**Requirements**
Rewrite every line of the records below as a numbered list, leaving out any blank lines.
— start Data to process —
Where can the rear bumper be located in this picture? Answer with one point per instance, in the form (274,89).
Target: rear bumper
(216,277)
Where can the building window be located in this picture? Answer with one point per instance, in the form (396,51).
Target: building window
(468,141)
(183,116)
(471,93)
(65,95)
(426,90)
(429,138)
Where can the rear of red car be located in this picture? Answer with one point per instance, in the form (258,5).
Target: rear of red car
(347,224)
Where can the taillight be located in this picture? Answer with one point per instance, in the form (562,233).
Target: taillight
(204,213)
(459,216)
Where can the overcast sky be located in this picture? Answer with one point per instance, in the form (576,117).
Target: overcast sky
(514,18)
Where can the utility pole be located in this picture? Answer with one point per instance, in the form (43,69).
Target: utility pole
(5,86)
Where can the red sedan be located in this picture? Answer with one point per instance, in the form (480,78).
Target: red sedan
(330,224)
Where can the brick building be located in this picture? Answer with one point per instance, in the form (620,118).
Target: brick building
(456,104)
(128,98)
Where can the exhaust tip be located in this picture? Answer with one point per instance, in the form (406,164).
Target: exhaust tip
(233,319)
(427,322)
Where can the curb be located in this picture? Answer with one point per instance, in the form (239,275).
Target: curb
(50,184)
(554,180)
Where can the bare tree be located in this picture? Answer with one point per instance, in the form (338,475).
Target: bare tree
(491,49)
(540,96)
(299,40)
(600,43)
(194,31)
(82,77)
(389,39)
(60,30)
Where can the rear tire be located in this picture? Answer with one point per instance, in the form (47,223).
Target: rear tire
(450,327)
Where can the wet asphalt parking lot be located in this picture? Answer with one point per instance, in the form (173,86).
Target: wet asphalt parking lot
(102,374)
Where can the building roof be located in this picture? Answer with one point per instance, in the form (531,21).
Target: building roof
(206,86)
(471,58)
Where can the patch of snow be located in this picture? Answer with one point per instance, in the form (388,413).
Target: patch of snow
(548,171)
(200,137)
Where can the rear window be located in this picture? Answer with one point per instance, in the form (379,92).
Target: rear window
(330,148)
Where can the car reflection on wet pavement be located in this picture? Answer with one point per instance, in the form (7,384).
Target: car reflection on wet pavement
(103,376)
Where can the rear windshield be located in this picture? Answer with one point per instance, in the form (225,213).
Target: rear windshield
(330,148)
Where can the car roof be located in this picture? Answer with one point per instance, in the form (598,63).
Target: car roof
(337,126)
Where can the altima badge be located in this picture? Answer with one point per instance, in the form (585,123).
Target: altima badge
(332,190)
— end Data to process —
**Final result**
1. Where can the rear bumper be located in this picture? Answer with one point per instance, in the form (274,89).
2. Target: rear bumper
3. (216,277)
4. Where can the building window be located in this picture? Answer with one point per instance, in the form (396,51).
5. Target: building window
6. (468,141)
7. (183,116)
8. (471,93)
9. (65,95)
10. (426,90)
11. (429,138)
12. Where can the rear of red car be located in this picture? Answer with one point per instance, in the form (258,5).
13. Target: rear of red car
14. (347,224)
15. Where can the taillight be located in this picture? Answer with one point per instance, in the form (562,233).
16. Target: taillight
17. (204,213)
18. (459,216)
19. Where can the overcast sky be located in this picture? Answer with one point per instance, in the form (576,117).
20. Target: overcast sky
21. (514,18)
22. Where can the utility pole be located in this picture? Answer with one point per instance, in the form (43,69).
23. Target: utility pole
24. (5,86)
25. Where can the red sedan be located in this picture? Answer with one point per instance, in the form (480,78).
26. Target: red sedan
27. (330,224)
28. Where can the brick building be located in this picture? Answer with one point per instance, in the form (620,118).
29. Target: brick building
30. (456,104)
31. (128,98)
32. Where can the exhaust tip be located in this picture? Answer with one point per instance, in the form (406,164).
33. Target: exhaust tip
34. (233,319)
35. (427,322)
36. Where can the curb be located in this picture? Answer with one point per instance, in the form (239,275).
37. Target: curb
38. (50,184)
39. (554,180)
40. Where can the bare tree be located in this picture? Answer with one point per instance, in the form (338,475).
41. Target: bare tree
42. (491,49)
43. (540,96)
44. (299,40)
45. (600,43)
46. (194,31)
47. (82,77)
48. (389,39)
49. (60,30)
50. Where can the rear tire be located in this picture? Answer with one point per instance, in the form (47,223).
51. Target: rear tire
52. (450,327)
53. Where can the wet asphalt parking lot be located in this picture? Answer with one point per instance, in the form (173,86).
54. Target: wet asphalt parking lot
55. (102,374)
56. Where can the building roof be located in this picture? Answer with one point per instance, in the form (531,21).
57. Target: building roof
58. (206,86)
59. (471,58)
60. Where can the patch of snow be located in this picture? Answer with one point per instance, in the form (388,413).
61. Target: patch of snow
62. (548,171)
63. (200,137)
64. Where can the rear window be located in this picture? Answer with one point per instance, in the form (379,92).
65. Target: rear window
66. (330,148)
67. Where can the car reflection on wet pavement be located in this picture? Answer with one point per instance, in the form (7,384).
68. Target: car reflection on wet pavement
69. (103,376)
70. Where can the rear windshield be located in this picture? Answer with one point per instance, in the form (225,213).
71. Target: rear windshield
72. (330,148)
73. Where can the car roof be located in this picture? Answer with one point per instance, in the form (598,63).
74. Target: car roof
75. (337,126)
76. Where can the altima badge be located in this picture? Answer with one point per instance, in the form (585,123).
77. Target: altima badge
78. (332,190)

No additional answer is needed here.